▸ **Source**

● ● ● ●

Toniolo espoused all the social doctrine principles we take for granted today.

Blessed Giuseppe Toniolo has the unusual accolade of being the first economist in the history of the Church to have received the honor of beatification.  We might also call him the patron beatus of Catholic Social Doctrine.  He may, in fact, one day become the patron saint of Catholic Social Doctrine or Catholic Social Thought.

CORPUS CHRISTI, TX (Catholic Online) - On April 29, 2012, at a ceremony at the Basilica of St. Paul Outside the Walls, the Catholic Church beatified Giuseppe Toniolo (1845-1918).  Blessed Giuseppe Toniolo has the unusual accolade of being the first economist in the history of the Church to have received the honor of beatification.  We might also call him the patron beatus of Catholic Social Doctrine.

Giuseppe Toniolo, the first of four children, was born in 1845 in the town of Treviso to a middle class family with solid religious grounding.  As a young lad, Toniolo studied at St. Catherine's School (later known as the Foscarini) in Venice.  Later, Toniolo studied jurisprudence at the University of Padua. 

After obtaining his degrees in Civil and Canon Law from the University of Padua in 1867, he continued his studies in political economy, which studies were briefly interrupted by the untimely death of his father.  The studies were resumed and, in 1873, he was graduated from the University of Padua.

In 1876 he left Padua to accept a professorship in political economy in at the University of Venice, and in 1878, he left Venice to teach the same subject matter at the University of Modena.  From the University of Modena, he went to the University of Pisa in 1882, and was there a Professor until his death in 1918.

Toniolo took his duties as a professor seriously.  He saw his students as an extended family.  As he expressed it in a diary entry, he saw them as a sacred deposit, as friends of his heart to guide in the ways of the Lord.

As a Professor of political economy, Toniolo wrote many books and articles.  He was unashamed of the God question which he answered ebulliently in the affirmative.  "The economy," he wrote, "is an integral part of the operative design of God, to the extent that. understood properly, participation in it ought to be considered a religious obligation, an obligation of justice and charity to one's neighbor and to one's self."

Toniolo was an early proponent of Catholic social teaching at a time when the Industrial Revolution had ushered in all sorts of social problems.  The Church was confronting these "new things" in the light of the Gospel, and Toniolo contributed his prodigious intellectual talents in arriving at well-founded solutions to those social problems that fit with the Church's understanding of man and of society. 

As one of the vanguard of social justice and an expert in socio-economic problems, Toniolo helped set the framework for social teaching that eventually would become formalized in Pope Leo XIII's encyclical Rerum novarum, the foundational document of Catholic Social Doctrine. 

Toniolo espoused all the social doctrine principles we take for granted today. 

For example, recognizing the problems arising between the relationship of capital and labor, he advocated labor unions as a means to equalize the relationship.  But as an early Catholic voice in support of labor unions, he resisted the Marxist-Socialist inspired "red" unions, instead advocating "white" unions that rejected aberrant Marxist and Socialist social principles.

● ● ● ●

▸ **Short exercise 1**
List every university named in the article on Giuseppe Toniolo.

Dataset items
● ● ● ●

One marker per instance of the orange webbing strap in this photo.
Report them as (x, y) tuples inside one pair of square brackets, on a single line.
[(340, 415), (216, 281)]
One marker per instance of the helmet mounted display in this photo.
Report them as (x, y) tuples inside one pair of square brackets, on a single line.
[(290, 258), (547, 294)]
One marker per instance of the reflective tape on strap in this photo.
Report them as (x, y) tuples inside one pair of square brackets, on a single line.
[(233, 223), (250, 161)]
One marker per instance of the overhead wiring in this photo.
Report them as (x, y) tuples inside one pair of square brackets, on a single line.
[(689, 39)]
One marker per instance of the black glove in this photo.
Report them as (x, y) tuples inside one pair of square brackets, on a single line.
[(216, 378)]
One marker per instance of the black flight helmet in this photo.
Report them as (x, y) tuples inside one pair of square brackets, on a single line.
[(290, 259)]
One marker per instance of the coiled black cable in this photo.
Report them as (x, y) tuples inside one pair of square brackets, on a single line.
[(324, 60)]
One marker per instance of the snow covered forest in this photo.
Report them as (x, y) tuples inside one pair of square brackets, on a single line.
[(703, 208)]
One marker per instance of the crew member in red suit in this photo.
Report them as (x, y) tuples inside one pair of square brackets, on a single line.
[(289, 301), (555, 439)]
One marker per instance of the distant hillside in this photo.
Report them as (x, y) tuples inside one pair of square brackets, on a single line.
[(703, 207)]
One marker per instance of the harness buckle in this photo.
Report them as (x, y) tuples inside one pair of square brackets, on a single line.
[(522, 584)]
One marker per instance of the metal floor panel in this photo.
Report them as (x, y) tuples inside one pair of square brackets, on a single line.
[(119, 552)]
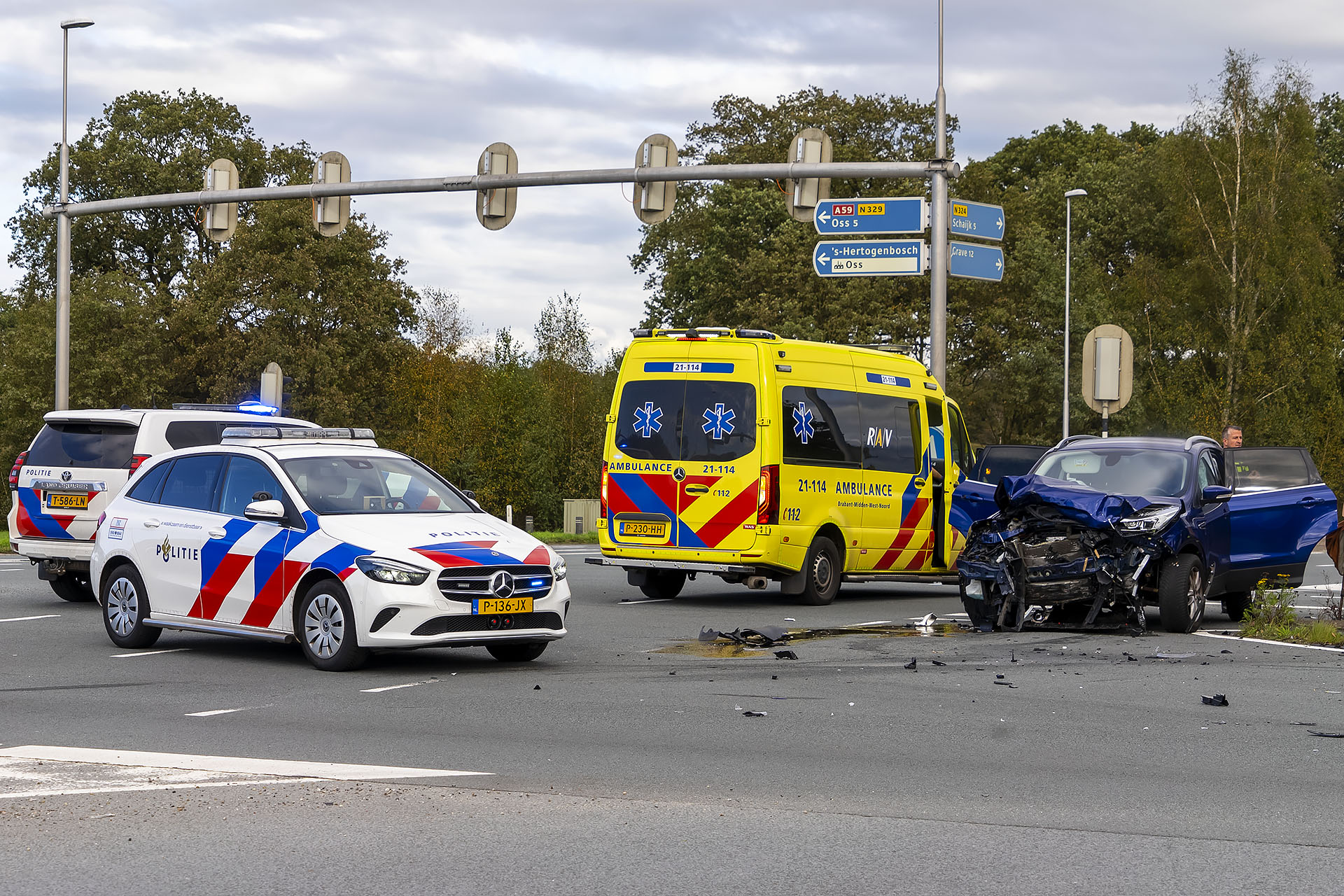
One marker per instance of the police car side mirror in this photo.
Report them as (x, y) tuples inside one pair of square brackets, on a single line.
[(265, 511)]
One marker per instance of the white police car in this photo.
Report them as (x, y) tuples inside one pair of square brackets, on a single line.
[(323, 538)]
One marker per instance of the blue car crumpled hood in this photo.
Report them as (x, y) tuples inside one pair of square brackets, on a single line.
[(1082, 505)]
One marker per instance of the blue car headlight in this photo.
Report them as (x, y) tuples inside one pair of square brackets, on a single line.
[(391, 571), (1151, 520)]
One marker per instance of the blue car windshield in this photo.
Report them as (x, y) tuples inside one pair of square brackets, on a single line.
[(1142, 472)]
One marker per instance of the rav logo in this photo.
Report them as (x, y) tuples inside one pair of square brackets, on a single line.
[(167, 552)]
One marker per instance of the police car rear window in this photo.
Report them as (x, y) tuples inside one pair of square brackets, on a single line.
[(686, 421), (102, 445)]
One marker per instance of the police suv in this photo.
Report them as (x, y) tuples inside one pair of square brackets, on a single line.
[(323, 538), (80, 460)]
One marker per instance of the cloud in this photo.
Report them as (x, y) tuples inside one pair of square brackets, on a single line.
[(420, 88)]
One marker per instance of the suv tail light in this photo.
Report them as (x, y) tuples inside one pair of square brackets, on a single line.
[(768, 496), (23, 456), (604, 491)]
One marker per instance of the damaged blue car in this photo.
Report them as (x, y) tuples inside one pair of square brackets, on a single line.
[(1101, 530)]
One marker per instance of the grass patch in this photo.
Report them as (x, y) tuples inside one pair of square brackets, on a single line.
[(565, 538), (1273, 617)]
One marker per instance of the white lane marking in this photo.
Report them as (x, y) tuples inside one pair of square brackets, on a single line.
[(233, 764), (414, 684), (1281, 644), (213, 713), (61, 792)]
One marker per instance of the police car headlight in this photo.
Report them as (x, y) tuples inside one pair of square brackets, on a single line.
[(1149, 520), (391, 571)]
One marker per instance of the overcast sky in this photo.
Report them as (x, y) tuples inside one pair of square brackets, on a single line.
[(419, 89)]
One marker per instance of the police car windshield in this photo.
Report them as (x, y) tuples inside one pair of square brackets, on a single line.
[(1142, 472), (371, 485)]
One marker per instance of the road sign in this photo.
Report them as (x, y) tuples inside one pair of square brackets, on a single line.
[(976, 219), (889, 216), (872, 258), (974, 261)]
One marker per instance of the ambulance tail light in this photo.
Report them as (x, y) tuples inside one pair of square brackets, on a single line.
[(23, 456), (603, 514), (768, 496)]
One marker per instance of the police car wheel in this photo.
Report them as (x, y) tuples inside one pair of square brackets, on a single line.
[(125, 609), (822, 574), (73, 587), (324, 625), (663, 584), (1180, 594), (517, 652)]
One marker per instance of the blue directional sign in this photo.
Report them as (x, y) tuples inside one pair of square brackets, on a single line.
[(976, 219), (889, 216), (974, 261), (870, 258)]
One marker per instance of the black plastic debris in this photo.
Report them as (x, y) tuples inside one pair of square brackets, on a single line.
[(762, 637)]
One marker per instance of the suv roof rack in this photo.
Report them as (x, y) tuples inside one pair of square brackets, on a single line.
[(696, 333)]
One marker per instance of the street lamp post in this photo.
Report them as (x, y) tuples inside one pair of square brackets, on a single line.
[(62, 397), (1069, 230)]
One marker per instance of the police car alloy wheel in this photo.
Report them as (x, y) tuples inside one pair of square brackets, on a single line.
[(326, 629), (125, 609)]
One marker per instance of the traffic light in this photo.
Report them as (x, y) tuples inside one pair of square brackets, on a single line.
[(219, 220), (654, 200), (495, 207), (331, 214), (803, 195)]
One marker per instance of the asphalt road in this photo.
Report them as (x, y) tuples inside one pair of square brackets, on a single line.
[(622, 761)]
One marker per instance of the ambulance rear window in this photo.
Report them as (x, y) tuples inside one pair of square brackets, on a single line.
[(102, 445), (686, 419)]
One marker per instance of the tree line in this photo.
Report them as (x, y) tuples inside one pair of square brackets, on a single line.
[(1218, 245)]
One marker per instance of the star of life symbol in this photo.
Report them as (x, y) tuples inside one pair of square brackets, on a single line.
[(803, 428), (648, 419), (718, 424)]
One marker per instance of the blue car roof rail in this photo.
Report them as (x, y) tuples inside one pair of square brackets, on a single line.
[(1070, 440)]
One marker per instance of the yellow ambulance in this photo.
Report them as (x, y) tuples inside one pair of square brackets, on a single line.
[(757, 458)]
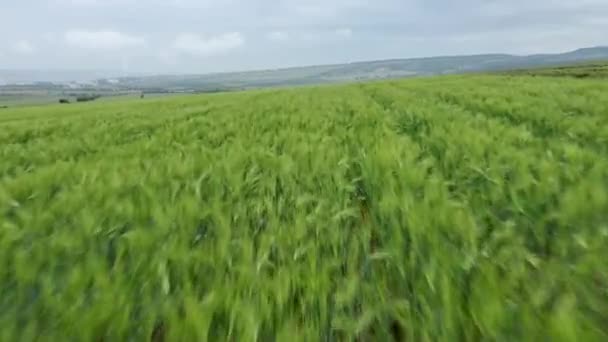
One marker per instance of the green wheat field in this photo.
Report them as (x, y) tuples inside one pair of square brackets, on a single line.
[(459, 208)]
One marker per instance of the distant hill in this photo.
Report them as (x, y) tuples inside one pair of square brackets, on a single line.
[(396, 68)]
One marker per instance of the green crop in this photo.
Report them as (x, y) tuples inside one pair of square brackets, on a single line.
[(454, 208)]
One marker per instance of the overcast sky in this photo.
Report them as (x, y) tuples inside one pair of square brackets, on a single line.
[(193, 36)]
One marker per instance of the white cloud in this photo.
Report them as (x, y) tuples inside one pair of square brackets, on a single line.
[(49, 37), (208, 46), (102, 40), (24, 47), (278, 36), (94, 2), (344, 32)]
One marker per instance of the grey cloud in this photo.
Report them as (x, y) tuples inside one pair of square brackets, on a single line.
[(191, 35)]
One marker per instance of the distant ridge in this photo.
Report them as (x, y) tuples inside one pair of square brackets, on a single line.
[(366, 70)]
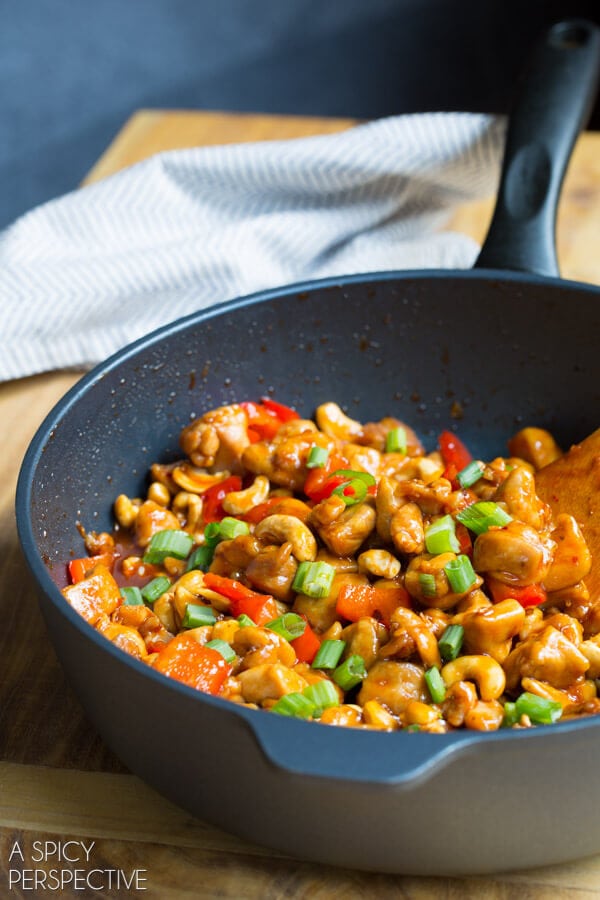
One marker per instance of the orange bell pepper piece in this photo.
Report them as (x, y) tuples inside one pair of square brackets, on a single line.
[(187, 661)]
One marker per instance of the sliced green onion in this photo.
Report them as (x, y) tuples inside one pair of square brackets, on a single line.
[(295, 704), (350, 673), (155, 588), (352, 474), (510, 715), (229, 528), (539, 710), (212, 535), (440, 536), (169, 542), (222, 647), (351, 492), (436, 685), (395, 440), (196, 615), (470, 474), (132, 596), (450, 642), (313, 579), (328, 654), (201, 558), (288, 626), (460, 573), (480, 516), (322, 694), (427, 584), (317, 457)]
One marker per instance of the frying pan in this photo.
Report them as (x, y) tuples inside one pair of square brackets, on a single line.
[(511, 343)]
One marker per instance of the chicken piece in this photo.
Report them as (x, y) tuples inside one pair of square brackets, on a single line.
[(269, 681), (516, 554), (364, 637), (572, 559), (273, 570), (152, 518), (535, 446), (547, 656), (257, 645), (517, 492), (571, 485), (346, 534), (94, 596), (217, 439), (394, 684)]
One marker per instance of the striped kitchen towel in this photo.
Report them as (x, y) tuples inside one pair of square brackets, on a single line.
[(87, 273)]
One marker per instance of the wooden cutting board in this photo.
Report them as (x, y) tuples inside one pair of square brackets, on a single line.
[(58, 781)]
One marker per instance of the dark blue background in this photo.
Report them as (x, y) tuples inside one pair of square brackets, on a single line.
[(73, 71)]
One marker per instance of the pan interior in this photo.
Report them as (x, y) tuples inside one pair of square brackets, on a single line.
[(481, 355)]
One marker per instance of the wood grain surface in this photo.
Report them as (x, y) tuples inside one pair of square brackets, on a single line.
[(58, 781)]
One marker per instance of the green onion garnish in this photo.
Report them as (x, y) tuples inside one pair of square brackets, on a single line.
[(313, 579), (395, 440), (322, 694), (352, 474), (155, 588), (539, 710), (440, 536), (427, 584), (349, 673), (169, 542), (201, 558), (470, 474), (196, 615), (295, 704), (212, 535), (229, 528), (132, 596), (317, 457), (328, 654), (288, 626), (450, 642), (460, 573), (480, 516), (510, 715), (351, 492), (222, 647), (436, 685)]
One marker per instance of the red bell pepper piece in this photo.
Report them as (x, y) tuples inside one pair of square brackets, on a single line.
[(263, 424), (80, 568), (530, 595), (212, 499), (307, 645), (355, 601), (185, 660), (284, 413), (454, 454), (261, 608)]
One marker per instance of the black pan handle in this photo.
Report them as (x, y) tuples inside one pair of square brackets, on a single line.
[(552, 106)]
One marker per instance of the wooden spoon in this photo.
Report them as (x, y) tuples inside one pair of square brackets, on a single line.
[(571, 484)]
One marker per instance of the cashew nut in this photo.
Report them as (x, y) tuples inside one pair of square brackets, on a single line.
[(483, 670), (336, 423), (380, 563), (236, 502), (278, 529)]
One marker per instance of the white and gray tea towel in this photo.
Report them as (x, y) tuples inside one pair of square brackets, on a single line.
[(83, 275)]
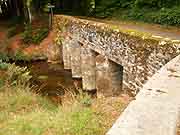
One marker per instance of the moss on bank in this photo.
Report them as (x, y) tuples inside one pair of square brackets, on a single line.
[(24, 112)]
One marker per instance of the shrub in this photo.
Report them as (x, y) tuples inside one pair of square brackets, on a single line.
[(35, 36), (12, 31)]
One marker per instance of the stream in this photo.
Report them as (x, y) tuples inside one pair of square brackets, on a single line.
[(52, 79)]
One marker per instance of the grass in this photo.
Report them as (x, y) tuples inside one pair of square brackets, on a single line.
[(23, 112)]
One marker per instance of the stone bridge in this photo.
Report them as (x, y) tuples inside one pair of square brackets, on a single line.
[(111, 60)]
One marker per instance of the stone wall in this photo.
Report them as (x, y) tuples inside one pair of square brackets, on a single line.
[(155, 110), (140, 54)]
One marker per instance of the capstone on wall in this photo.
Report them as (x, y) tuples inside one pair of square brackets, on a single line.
[(140, 54)]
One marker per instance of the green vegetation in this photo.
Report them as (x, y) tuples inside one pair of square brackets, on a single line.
[(24, 112), (35, 36), (165, 12), (153, 11)]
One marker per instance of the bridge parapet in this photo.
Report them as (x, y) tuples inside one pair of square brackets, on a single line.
[(140, 54)]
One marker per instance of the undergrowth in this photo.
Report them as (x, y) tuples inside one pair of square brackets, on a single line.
[(23, 112)]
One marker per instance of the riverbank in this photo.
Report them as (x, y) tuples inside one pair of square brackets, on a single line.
[(22, 111)]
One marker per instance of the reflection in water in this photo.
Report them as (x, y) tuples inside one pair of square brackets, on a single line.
[(52, 79)]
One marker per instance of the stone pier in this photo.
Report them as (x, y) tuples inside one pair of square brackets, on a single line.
[(76, 59), (109, 77), (67, 53), (88, 68)]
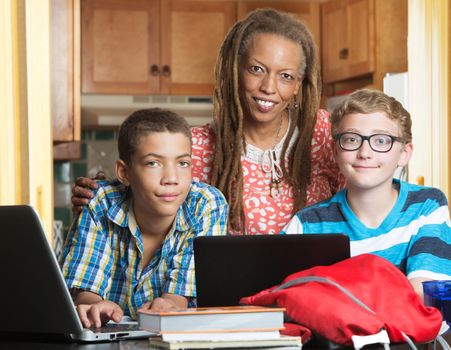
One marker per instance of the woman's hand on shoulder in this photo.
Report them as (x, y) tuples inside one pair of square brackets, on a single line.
[(82, 191)]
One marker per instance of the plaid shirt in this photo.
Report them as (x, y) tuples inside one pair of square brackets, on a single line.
[(103, 255)]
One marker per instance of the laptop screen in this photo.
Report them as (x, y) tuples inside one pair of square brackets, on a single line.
[(231, 267)]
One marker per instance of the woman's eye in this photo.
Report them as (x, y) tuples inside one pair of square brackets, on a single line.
[(255, 69)]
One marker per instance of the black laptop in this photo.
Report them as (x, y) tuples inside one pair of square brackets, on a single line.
[(231, 267), (34, 296)]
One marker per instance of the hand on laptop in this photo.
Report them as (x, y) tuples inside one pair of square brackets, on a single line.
[(95, 315), (94, 311)]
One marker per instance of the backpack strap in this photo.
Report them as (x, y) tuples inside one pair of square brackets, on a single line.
[(359, 341)]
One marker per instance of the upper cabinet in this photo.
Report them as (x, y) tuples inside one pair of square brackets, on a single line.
[(348, 39), (65, 78), (152, 46), (65, 65), (362, 41), (308, 12)]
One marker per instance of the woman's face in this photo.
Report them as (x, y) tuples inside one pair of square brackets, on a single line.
[(269, 76)]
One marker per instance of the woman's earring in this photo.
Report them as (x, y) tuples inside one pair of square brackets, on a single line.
[(296, 102)]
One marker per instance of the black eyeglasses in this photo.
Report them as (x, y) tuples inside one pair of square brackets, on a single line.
[(382, 143)]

● ● ● ●

▸ **Short exercise 2**
Rewrite the part of the records that opens with the line containing "One marker per instance of the woman's face" and closes with the line containing "[(296, 102)]", requests included. Shift each coordinate in the answers by adding 40 to every number.

▸ **Problem solution 1**
University of Padua, University of Venice, University of Modena, University of Pisa

▸ **Problem solution 2**
One marker per instance of the woman's face in this photo.
Report them as (x, y) tuples inside one pair of square brackets, on a single line.
[(309, 116)]
One marker per instance of the woman's earring in this photo.
Report them as (x, y) tuples inside one pair of square brackets, on a single line.
[(336, 142)]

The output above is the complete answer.